(Source extract)
ISSN 2398-2969      

Skin: immunological disease - overview



  • Immunological skin diseases are uncommon, accounting for 1.4% of the dermatology caseload in one study.
  • Cause: the exact mechanisms causing disease are unknown.
  • May be:
    • Primary autoimmune diseases, where antibodies or activated lymphocytes are directed against self antigens. A failure in immune tolerance.
    • Secondary immune-mediated, where tissue damage results from immunological processes that do not involve self antigen but from an immune response against a foreign antigen (pathogen or chemical).
  • Signs: all are characterized by an inappropriate immune response causing skin disease.
  • Diagnosis: usually by histopathology of skin biopsy. This may be considered a tentative diagnosis in the absence of specific identification of the offending antibodies or targeted antigens (but these tests have low availability in our species compared with human medicine).
  • Treatment: immunosuppression (varies considerably in individual conditions) and, sometimes, avoidance of trigger factors.
  • Prognosis: very variable and dependant on the individual conditions. Some are localized or benign conditions that may be left untreated; severe, life-threatening and clinically unresponsive immunological conditions are also seen.



  • Defective T cell activity.
  • Drugs.
  • Bacteria.
  • Viruses.
  • Idiopathic.
  • Genetic factors have been identified in some autoimmune diseases, There are strong breed predispositions for some conditions, eg systemic lupus erythematosus (German Shepherd dog), vesicular cutaneous lupus erythematosus (Shetland sheepdog and Rough Collie); exfoliative cutaneous lupus erythematosus; canine uveodermatologic syndrome (Akita and others).
  • Hormonal influences may be present. This is seen in women.
  • Other trigger factors can include UV light.


  • Primary autoimmune disease: a failure to eliminate self-reactive, high-affinity lymphocytes in primary lymphoid organs; or a failure to regulate (suppress) the activity of low-affinity self-reactive lymphocytes present within the body.
  • Secondary disease: foreign antigens provoke and immune response.
    • Drugs.
    • Neoplasia.
    • Vaccines.
    • Infectious agents.
  • Autoantigens in close proximity, or with similar epitopes, become targets of the immune response.
  • The anatomic site that is targeted will affect the disease produced and the clinical signs and consequences.

Epidermal intercellular desmosomal connections

Proteins of the basement membrane

  • A group of poorly defined diseases feature an autoimmune attack on the basement membrane or adjacent sites. These are all very rare and are grouped as autoimmune subepidermal blistering disease (AISBD) with possible individual conditions called: acquired junctional epidermolysis, bullous pemphigoid Skin: bullous pemphigoid, bullous systemic lupus erythematosus, epidermolysis bullosa acquisita Skin: epidermolysis bullosa, linear IgA disease Skin: linear IgA disease, mixed AISBD and mucus membrane pemphigoid. These all show with primary lesions of vesicles and ulceration.
(End Source extract)
(Supplied data)
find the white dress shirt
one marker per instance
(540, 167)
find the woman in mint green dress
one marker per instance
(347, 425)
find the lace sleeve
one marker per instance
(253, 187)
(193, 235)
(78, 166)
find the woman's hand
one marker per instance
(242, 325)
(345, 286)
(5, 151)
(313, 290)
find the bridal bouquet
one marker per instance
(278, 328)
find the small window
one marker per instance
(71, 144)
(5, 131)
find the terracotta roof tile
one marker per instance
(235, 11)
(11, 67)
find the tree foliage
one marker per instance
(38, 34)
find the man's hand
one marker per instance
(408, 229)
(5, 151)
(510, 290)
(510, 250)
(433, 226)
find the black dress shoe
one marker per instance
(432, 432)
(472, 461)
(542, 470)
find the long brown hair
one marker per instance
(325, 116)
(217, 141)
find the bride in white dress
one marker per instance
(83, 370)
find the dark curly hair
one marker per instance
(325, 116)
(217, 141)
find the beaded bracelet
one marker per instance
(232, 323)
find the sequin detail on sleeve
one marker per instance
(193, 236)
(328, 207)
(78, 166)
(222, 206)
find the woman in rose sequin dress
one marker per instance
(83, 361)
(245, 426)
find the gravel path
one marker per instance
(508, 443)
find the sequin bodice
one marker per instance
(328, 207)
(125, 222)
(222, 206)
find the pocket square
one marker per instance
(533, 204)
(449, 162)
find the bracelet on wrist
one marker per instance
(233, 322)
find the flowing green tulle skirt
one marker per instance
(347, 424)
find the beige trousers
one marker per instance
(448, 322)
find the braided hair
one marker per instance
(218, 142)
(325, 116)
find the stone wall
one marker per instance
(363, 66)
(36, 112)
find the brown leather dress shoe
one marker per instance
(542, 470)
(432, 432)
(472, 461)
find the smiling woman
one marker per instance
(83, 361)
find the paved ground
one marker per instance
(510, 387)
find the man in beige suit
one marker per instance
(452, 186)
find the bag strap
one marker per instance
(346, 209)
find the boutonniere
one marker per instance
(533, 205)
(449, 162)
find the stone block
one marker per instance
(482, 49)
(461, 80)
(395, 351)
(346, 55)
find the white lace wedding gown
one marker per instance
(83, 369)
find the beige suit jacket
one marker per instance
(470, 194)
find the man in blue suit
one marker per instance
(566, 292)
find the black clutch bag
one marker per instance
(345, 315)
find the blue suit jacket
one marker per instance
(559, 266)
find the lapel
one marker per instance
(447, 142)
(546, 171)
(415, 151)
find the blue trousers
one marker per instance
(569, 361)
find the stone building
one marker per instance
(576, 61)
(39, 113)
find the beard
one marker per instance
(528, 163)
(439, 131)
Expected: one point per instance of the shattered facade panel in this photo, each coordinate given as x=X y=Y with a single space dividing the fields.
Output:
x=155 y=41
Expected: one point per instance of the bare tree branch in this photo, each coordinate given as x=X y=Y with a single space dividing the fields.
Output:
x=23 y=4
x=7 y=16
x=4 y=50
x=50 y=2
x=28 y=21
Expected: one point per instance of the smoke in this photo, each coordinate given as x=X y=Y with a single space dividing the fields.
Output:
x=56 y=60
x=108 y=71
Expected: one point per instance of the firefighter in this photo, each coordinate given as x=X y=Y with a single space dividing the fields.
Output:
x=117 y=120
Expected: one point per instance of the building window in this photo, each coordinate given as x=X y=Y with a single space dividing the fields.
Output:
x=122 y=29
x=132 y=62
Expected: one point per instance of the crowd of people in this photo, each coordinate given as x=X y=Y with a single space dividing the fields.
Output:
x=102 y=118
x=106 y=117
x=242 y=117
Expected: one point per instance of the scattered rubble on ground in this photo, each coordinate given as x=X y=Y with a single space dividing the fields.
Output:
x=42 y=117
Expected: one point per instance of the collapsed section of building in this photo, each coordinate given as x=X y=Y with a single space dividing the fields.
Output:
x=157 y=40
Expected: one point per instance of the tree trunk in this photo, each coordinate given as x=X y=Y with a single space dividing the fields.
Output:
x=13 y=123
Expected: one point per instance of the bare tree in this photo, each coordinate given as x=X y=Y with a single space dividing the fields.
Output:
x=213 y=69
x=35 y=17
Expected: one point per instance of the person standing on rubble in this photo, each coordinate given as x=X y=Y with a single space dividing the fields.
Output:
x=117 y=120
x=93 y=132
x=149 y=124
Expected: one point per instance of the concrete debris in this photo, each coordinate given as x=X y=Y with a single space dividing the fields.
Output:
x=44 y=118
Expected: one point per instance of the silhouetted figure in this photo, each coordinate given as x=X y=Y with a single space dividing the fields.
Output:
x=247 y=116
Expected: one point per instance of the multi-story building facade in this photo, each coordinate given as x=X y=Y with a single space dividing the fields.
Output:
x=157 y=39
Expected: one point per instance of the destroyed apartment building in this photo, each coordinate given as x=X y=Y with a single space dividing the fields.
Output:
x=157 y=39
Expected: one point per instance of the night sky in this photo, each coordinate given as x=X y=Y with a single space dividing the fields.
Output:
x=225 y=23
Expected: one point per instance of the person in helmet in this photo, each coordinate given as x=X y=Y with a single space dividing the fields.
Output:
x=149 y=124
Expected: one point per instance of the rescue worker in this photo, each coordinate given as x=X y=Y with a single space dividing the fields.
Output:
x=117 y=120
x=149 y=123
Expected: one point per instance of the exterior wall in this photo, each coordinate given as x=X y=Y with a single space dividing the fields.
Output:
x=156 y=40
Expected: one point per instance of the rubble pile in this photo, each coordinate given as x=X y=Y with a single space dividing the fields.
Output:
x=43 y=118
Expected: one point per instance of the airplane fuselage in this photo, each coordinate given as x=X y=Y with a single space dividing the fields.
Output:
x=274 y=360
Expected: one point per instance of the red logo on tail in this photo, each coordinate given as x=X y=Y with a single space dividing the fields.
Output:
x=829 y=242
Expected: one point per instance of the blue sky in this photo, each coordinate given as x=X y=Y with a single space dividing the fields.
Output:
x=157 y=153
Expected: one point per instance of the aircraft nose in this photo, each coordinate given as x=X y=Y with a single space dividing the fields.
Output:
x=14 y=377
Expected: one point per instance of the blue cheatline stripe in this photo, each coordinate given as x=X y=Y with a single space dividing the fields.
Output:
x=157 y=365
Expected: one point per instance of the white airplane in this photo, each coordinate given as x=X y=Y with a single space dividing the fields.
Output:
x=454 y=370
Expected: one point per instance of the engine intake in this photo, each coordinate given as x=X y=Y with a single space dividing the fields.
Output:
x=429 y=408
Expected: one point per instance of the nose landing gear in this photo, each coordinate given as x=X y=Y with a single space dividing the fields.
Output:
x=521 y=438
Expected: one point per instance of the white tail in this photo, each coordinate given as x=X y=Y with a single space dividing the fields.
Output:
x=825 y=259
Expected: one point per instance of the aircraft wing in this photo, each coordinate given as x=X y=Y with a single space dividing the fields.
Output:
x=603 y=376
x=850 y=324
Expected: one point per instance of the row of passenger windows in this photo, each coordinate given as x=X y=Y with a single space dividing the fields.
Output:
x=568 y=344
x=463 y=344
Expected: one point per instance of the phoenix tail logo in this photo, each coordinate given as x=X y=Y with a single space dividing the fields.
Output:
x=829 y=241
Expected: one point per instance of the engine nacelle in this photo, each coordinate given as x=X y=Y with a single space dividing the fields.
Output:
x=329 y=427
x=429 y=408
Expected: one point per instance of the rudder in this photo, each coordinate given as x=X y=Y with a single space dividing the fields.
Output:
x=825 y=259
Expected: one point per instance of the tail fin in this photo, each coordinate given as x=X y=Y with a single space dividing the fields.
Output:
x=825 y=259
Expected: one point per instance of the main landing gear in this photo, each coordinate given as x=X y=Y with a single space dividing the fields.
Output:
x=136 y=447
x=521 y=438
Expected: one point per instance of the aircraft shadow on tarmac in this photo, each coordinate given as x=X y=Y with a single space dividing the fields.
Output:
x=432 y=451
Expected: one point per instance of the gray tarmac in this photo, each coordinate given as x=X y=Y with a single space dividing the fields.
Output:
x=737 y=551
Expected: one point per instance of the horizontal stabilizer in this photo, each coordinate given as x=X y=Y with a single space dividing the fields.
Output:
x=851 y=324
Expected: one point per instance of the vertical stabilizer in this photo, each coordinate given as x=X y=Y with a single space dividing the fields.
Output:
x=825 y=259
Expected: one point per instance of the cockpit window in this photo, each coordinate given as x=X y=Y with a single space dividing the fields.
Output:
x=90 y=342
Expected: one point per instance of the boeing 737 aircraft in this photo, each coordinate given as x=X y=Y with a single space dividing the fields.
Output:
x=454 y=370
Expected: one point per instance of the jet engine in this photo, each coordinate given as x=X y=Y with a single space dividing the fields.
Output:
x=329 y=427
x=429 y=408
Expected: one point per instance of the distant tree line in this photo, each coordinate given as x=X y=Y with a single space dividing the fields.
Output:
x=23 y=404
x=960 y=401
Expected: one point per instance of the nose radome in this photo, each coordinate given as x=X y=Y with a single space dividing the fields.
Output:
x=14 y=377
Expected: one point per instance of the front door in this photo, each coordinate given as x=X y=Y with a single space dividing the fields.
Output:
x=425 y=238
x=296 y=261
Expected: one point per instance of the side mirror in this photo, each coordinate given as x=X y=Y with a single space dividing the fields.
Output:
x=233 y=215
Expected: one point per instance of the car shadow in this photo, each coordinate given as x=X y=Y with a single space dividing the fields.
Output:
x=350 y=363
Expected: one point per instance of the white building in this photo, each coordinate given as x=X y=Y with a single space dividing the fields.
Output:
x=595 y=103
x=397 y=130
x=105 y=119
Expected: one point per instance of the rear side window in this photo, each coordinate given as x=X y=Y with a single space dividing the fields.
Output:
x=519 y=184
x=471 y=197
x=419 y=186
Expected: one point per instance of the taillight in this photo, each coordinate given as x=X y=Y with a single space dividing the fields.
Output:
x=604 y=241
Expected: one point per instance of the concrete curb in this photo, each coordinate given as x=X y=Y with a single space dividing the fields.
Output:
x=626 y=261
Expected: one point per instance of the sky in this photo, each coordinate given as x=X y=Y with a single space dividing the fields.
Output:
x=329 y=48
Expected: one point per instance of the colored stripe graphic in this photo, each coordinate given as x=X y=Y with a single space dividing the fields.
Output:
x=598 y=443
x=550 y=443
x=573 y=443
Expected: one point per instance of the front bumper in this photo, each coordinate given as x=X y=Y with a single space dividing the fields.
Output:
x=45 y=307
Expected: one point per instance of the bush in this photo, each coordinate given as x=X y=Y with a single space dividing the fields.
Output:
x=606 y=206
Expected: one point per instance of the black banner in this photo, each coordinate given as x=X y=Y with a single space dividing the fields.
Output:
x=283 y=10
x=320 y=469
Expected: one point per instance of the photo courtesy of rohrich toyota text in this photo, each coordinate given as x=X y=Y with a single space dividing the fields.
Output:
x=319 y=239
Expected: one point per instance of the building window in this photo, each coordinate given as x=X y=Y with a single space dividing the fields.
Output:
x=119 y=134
(End Supplied data)
Work order: Can you reproduce the skin disease overview word for word, starting with "ISSN 2398-2969" and going on through "in immune tolerance."? Draw only on the skin disease overview.

Exercise result:
ISSN 2398-2969      

Skin: immunological disease - overview



  • Immunological skin diseases are uncommon, accounting for 1.4% of the dermatology caseload in one study.
  • Cause: the exact mechanisms causing disease are unknown.
  • May be:
    • Primary autoimmune diseases, where antibodies or activated lymphocytes are directed against self antigens. A failure in immune tolerance.